Reproduce all of the data below without alteration; exclude every picture.

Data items
** Begin **

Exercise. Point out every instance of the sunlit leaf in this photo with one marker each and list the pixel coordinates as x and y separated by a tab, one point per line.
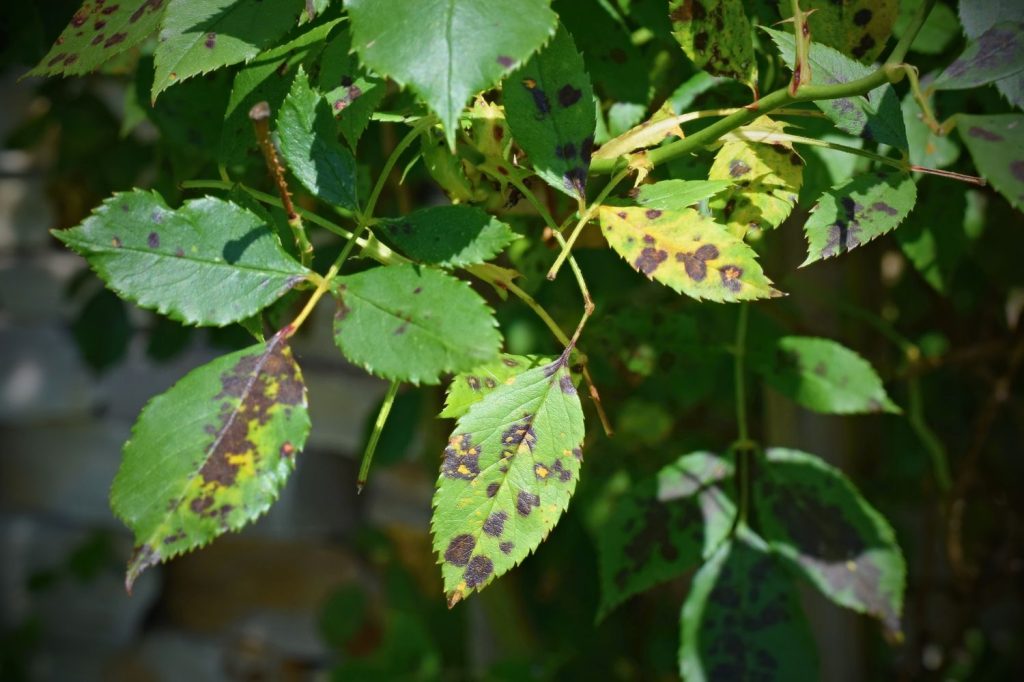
413	324
210	262
509	470
686	251
211	454
813	515
550	107
665	526
855	212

** End **

### Complete output
Exercise. Point out every instance of the sunlit leaf in this photo with one marker each and list the pixel coordinates as x and y separated by a tab, one point per line.
413	324
210	262
509	470
686	251
211	454
813	515
550	107
665	526
855	212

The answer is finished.